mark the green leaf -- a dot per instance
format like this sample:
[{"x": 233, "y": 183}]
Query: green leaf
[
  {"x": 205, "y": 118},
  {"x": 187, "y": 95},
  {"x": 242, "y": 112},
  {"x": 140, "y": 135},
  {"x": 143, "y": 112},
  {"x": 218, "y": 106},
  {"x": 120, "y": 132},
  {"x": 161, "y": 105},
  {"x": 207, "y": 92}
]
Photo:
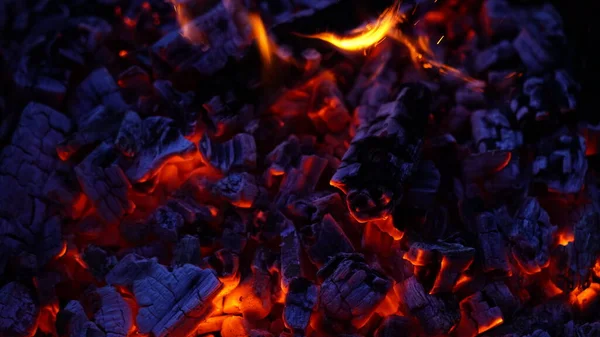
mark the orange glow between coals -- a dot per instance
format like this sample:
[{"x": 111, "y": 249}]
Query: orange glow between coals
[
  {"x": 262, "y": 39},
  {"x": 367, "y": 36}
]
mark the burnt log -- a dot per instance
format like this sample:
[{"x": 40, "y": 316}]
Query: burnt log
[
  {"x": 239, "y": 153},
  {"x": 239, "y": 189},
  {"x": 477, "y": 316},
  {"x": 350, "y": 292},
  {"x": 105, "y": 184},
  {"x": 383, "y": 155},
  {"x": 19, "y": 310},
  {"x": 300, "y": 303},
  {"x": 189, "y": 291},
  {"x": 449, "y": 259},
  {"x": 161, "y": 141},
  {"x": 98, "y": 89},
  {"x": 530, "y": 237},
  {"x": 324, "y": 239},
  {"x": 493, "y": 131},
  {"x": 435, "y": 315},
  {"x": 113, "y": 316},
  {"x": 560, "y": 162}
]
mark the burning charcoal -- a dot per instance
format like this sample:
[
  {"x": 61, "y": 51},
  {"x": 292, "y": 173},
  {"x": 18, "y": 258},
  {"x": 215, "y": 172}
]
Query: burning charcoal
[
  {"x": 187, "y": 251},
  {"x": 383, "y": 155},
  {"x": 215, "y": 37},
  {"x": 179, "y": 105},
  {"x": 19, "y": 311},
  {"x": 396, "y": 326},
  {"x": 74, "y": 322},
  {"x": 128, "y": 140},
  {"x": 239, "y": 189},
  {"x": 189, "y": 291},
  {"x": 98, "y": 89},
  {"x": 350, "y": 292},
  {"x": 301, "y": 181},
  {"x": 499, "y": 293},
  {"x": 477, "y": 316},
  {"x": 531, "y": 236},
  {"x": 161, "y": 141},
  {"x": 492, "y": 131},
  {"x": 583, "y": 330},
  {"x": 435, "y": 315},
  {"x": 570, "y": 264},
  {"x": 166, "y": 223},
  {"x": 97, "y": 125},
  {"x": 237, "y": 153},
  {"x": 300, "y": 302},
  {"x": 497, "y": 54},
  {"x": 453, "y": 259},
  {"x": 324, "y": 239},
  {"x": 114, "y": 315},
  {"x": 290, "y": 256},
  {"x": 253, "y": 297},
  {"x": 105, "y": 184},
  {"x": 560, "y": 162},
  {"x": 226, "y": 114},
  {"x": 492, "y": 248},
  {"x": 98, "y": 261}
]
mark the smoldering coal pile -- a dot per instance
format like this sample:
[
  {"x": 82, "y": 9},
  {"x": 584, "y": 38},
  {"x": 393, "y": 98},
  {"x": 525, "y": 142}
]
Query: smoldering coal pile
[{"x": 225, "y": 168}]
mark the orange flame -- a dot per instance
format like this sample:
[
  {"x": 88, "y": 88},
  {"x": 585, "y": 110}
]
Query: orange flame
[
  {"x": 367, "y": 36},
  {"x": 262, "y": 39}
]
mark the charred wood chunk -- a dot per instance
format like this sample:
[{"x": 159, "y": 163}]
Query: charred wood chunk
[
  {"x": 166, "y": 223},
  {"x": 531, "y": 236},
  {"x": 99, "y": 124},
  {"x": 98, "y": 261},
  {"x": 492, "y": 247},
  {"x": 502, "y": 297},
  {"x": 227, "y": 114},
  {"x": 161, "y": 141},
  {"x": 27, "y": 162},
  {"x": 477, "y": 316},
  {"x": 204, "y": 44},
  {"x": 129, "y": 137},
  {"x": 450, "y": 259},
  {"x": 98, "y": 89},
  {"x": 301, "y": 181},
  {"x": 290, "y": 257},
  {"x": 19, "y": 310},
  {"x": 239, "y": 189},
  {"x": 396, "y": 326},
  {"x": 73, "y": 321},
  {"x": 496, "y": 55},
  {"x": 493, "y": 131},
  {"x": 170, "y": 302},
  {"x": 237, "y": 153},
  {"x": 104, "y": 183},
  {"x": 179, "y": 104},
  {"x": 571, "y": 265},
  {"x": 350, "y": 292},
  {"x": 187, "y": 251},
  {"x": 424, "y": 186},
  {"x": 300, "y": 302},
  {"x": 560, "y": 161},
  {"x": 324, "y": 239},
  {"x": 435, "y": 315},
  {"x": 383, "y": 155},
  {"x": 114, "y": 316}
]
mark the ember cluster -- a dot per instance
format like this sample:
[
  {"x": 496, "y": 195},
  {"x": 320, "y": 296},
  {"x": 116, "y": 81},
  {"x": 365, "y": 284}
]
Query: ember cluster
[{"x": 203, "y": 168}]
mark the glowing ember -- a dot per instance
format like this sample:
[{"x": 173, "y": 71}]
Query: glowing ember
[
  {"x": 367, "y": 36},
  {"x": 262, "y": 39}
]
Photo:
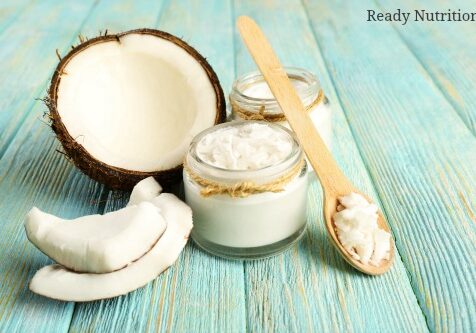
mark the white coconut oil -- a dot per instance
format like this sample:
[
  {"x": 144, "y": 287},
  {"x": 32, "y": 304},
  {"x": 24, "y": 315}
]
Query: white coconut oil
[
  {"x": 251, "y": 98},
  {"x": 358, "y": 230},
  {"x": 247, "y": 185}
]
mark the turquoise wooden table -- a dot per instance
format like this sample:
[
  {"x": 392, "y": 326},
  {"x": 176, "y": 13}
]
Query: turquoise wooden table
★ ★ ★ ★ ★ ★ ★
If a line of the data holds the string "table", list it.

Result for this task:
mark the turquoise wooden table -- a dot per instance
Query: turquoise wooden table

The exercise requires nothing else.